#### [Text to read]

On the rare days she felt disheartened, Arlene Boon gazed at the rows of yellow stakes outside her kitchen window. They sprouted from the earth like hundreds of sunflowers in a field, each marked with the name of a well-wisher in indelible black ink. Volunteers had painted the stakes by hand and pounded them into the ground at gatherings reminiscent of barn raisings.
Arlene lived with her husband, Ken, in a bungalow on the crest of a sun-drenched bank of the Peace River in northern British Columbia. She loved to garden. Normally, she cultivated everything from water-melon and tomatoes to artichokes and corn. But this year, in 2017, Arlene had planted little more than potatoes and three solitary rows of green beans. Her future was far too uncertain. Seven months earlier—the week before Christmas—the B.C. government had expropriated the bulk of the Boons’ agricultural land and the bungalow that Arlene’s grandfather had built. The couple had been ordered to leave their home by May 31.
But by the end of June, the Boons had yet to move. Arlene had boxed up only her sewing and quilting supplies, along with the extra linen, and had stored them in a mini log cabin that Ken had hastily converted into a storage shed. She refused to dismantle anything else. Her grandson Caleb’s toys, the china cabinet in the kitchen, and living-room wall trophies from Ken’s hunting and trapping days (a stone sheep and lynx among them) remained in place. The refrigerator door continued to sprout family photographs. “We’re still here,” Arlene told anyone who called or texted.

#### [Exercise input]
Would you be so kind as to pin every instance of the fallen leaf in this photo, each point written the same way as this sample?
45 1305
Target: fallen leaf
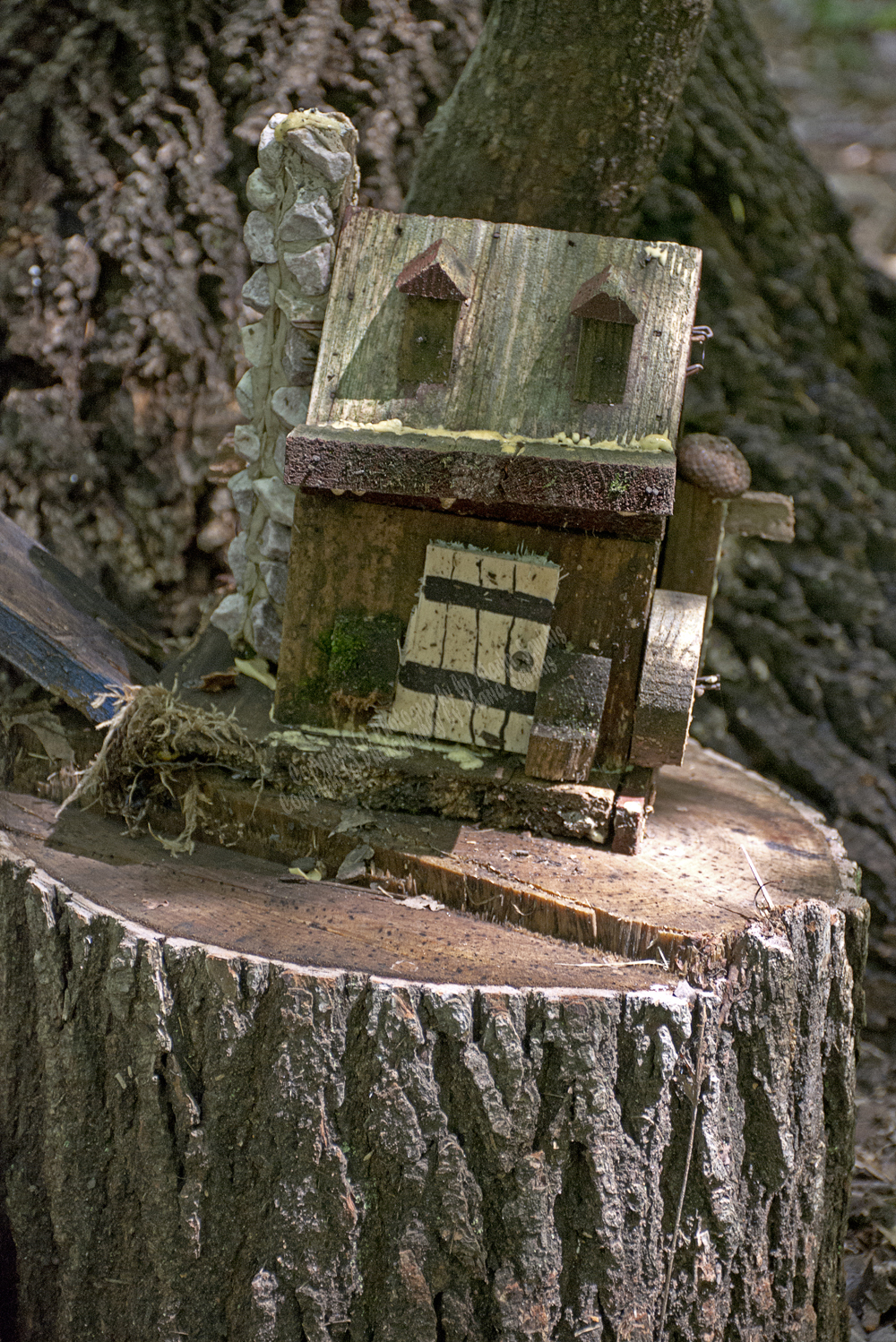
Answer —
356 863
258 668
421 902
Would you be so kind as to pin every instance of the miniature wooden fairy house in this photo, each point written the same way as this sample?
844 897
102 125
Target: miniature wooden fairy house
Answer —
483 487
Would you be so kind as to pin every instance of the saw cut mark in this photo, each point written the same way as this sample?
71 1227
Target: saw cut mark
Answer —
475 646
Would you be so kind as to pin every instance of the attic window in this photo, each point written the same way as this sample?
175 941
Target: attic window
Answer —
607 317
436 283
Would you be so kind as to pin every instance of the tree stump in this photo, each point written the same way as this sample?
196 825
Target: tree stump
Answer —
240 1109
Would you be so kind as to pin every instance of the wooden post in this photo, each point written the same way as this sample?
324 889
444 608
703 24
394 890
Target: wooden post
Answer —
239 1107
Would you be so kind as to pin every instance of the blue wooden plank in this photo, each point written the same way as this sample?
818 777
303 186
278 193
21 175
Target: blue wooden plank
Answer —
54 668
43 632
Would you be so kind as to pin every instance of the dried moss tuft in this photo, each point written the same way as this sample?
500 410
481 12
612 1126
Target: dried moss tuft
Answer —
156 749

#### [Set exercise A]
In the passage about Arlene Boon, shorten the paragraph that begins "Arlene lived with her husband" while keeping its main facts.
#### [Set exercise B]
Recast the listing lines between the one containing "of the miniature" and the end of the listing, inclusive, as a Markdown table with the columns n and Line. Number each row and leave out any blank lines.

#### [Full output A]
Arlene and Ken Boon lived in a bungalow built by Arlene's grandfather on a sunny bank of the Peace River in northern British Columbia. Arlene loved to garden and normally grew many crops, but in 2017 she planted little more than potatoes and three rows of green beans because her future was so uncertain. The week before Christmas, seven months earlier, the B.C. government had expropriated most of the Boons' farmland and the bungalow, and it had ordered them to leave by May 31.

#### [Full output B]
| n | Line |
|---|---|
| 1 | Would you be so kind as to pin every instance of the miniature wooden fairy house in this photo, each point written the same way as this sample? |
| 2 | 844 897 |
| 3 | 102 125 |
| 4 | Target: miniature wooden fairy house |
| 5 | Answer — |
| 6 | 483 487 |
| 7 | Would you be so kind as to pin every instance of the saw cut mark in this photo, each point written the same way as this sample? |
| 8 | 71 1227 |
| 9 | Target: saw cut mark |
| 10 | Answer — |
| 11 | 475 646 |
| 12 | Would you be so kind as to pin every instance of the attic window in this photo, each point written the same way as this sample? |
| 13 | 175 941 |
| 14 | Target: attic window |
| 15 | Answer — |
| 16 | 607 317 |
| 17 | 436 283 |
| 18 | Would you be so kind as to pin every instance of the tree stump in this photo, each point written the same way as this sample? |
| 19 | 196 825 |
| 20 | Target: tree stump |
| 21 | Answer — |
| 22 | 240 1109 |
| 23 | Would you be so kind as to pin every instance of the wooden post in this photo, each point written the same way as this sample? |
| 24 | 324 889 |
| 25 | 444 608 |
| 26 | 703 24 |
| 27 | 394 890 |
| 28 | Target: wooden post |
| 29 | Answer — |
| 30 | 239 1107 |
| 31 | Would you be so kind as to pin every instance of the blue wooden plank in this photo, each point written the same way as this sample? |
| 32 | 818 777 |
| 33 | 303 186 |
| 34 | 278 193 |
| 35 | 21 175 |
| 36 | Target: blue wooden plank |
| 37 | Answer — |
| 38 | 54 668 |
| 39 | 43 632 |
| 40 | Would you be so kind as to pin every instance of the dried moss tuft in this photo, each point written the same way as this sample? |
| 41 | 500 410 |
| 42 | 481 12 |
| 43 | 612 1126 |
| 44 | Target: dried moss tuft |
| 45 | Answer — |
| 46 | 156 749 |